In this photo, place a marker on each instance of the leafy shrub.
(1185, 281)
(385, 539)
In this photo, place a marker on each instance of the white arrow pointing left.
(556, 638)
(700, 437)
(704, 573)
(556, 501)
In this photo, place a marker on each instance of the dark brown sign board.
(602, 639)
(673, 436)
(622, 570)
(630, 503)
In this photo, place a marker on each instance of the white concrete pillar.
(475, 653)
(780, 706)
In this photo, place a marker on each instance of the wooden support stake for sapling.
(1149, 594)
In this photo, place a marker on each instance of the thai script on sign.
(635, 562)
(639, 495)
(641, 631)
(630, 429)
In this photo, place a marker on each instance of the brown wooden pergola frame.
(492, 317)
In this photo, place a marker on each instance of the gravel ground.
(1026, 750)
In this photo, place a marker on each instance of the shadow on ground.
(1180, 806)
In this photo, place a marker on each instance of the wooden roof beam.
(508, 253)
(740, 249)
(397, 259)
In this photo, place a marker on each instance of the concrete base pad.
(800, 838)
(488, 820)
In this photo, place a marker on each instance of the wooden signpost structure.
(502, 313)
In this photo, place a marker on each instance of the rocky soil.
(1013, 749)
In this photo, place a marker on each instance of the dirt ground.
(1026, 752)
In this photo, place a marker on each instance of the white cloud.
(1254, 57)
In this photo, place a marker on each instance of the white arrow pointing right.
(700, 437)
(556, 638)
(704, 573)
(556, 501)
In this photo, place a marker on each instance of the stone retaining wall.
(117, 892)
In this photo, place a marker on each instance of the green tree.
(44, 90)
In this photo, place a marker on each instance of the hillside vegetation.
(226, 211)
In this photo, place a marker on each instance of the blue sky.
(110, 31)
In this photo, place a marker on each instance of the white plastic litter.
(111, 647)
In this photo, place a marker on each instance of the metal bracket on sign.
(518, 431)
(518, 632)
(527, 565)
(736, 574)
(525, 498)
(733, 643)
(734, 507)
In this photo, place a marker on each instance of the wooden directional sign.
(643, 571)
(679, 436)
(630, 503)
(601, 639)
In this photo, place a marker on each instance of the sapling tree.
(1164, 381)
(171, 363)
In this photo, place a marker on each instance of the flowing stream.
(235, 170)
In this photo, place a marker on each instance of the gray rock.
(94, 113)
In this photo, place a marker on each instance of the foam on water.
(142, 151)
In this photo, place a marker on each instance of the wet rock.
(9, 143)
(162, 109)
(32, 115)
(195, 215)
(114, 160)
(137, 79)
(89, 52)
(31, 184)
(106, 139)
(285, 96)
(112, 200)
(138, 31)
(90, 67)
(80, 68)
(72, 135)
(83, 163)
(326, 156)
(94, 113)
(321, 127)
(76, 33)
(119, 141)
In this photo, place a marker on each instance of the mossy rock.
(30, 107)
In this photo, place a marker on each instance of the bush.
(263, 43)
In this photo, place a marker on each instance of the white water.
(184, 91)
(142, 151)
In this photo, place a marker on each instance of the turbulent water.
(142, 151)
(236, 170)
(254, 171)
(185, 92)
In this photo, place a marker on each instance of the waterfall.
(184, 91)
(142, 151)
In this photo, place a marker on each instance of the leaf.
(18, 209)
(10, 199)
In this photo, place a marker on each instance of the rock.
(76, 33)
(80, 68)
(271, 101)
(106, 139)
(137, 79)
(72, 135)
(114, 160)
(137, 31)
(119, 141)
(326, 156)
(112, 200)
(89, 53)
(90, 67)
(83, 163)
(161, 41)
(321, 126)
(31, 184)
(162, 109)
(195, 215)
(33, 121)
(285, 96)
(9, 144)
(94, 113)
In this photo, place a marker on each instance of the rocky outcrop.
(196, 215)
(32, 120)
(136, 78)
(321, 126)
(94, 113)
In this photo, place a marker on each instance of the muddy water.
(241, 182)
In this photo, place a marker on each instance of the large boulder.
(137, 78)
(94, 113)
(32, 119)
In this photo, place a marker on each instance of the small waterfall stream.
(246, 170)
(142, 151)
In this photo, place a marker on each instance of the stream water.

* * * * *

• **Try it**
Give back each record, exactly as it reads.

• **Output for this exercise**
In this photo, place a marker on each instance of the leafy shrub.
(1185, 281)
(385, 539)
In this photo, place a marker on each instance of the white arrow pointing left.
(556, 638)
(700, 437)
(704, 573)
(556, 501)
In this photo, place a marker on each instance of the dark brown sign board.
(602, 639)
(673, 436)
(622, 570)
(630, 503)
In this photo, place a marker on each instance of the white concrete pillar.
(475, 653)
(780, 706)
In this photo, place a marker on each instance of the wooden support stake for sapling.
(1149, 594)
In this photo, place a marker on each instance of the thai script on sign.
(635, 562)
(639, 495)
(641, 631)
(630, 429)
In this photo, place a marker on each instance of the brown wooden pergola frame.
(492, 317)
In this photo, place a marker on each instance of the gravel ground.
(1026, 750)
In this photo, place a marker on each instance of the shadow on ground.
(1180, 806)
In this photo, place a marker on each instance of the wooden roof beam.
(508, 253)
(740, 249)
(397, 259)
In this photo, place a marker on each instance of the concrete base pad.
(800, 838)
(488, 820)
In this photo, place a marker on each instance of the wooden signpost structure.
(502, 313)
In this photo, place a marker on each instance of the rocky soil.
(1013, 749)
In this photo, place a marker on each instance of the dirt ground.
(1026, 752)
In this photo, place a marker on each instance of the white cloud.
(1254, 57)
In this photo, place a marker on each instance of the white arrow pointing right.
(700, 437)
(556, 638)
(704, 573)
(556, 501)
In this photo, place a marker on each instance of the stone retaining wall.
(117, 892)
In this photo, place a marker on each instance of the green tree.
(44, 90)
In this photo, place a marker on each instance of the hillside vegetation.
(226, 211)
In this photo, place a marker on each instance of the blue sky.
(110, 31)
In this photo, place a marker on each instance of the white plastic litter.
(111, 647)
In this photo, place a marker on each instance of the metal bracket on sign.
(518, 431)
(518, 632)
(527, 565)
(736, 574)
(525, 498)
(733, 643)
(734, 507)
In this photo, place a marker on each instance of the wooden directional sign.
(643, 571)
(679, 436)
(630, 503)
(601, 639)
In this photo, place a marker on each instance of the sapling tree.
(1164, 381)
(171, 363)
In this photo, place a marker on each instance of the flowing stream.
(235, 170)
In this photo, place a marker on each instance of the gray rock.
(94, 113)
In this photo, place a marker on each instance of the foam on water.
(142, 151)
In this photo, place a marker on each instance of the wet rock.
(9, 143)
(162, 109)
(32, 115)
(195, 215)
(114, 160)
(137, 79)
(89, 52)
(31, 184)
(106, 139)
(285, 96)
(112, 200)
(138, 31)
(90, 67)
(80, 68)
(72, 135)
(83, 163)
(326, 156)
(94, 113)
(321, 127)
(76, 33)
(119, 141)
In this photo, place a marker on each instance of the mossy rock.
(30, 107)
In this photo, place a marker on each instance of the bush.
(263, 43)
In this photo, place a marker on each instance of the white water.
(184, 91)
(142, 151)
In this photo, place a marker on each instance of the turbulent water.
(142, 151)
(236, 170)
(254, 171)
(185, 92)
In this photo, place a marker on each instance of the waterfall.
(184, 91)
(142, 151)
In this photo, place a marker on each instance of the leaf.
(18, 209)
(10, 199)
In this photo, place a marker on each instance of the rock.
(76, 33)
(80, 68)
(271, 101)
(106, 139)
(137, 79)
(72, 135)
(114, 160)
(137, 31)
(119, 141)
(326, 156)
(112, 200)
(89, 53)
(90, 67)
(83, 163)
(161, 41)
(321, 126)
(31, 184)
(162, 109)
(195, 215)
(33, 121)
(285, 96)
(9, 144)
(94, 113)
In this photo, place a marker on each instance of the rocky outcrop.
(196, 215)
(32, 120)
(136, 78)
(321, 126)
(94, 113)
In this photo, place a marker on each instance of the muddy water.
(241, 182)
In this photo, place a marker on each instance of the large boulder.
(137, 78)
(94, 113)
(32, 119)
In this photo, place a marker on each instance of the small waterfall stream.
(246, 170)
(142, 151)
In this photo, place a marker on each instance of the stream water.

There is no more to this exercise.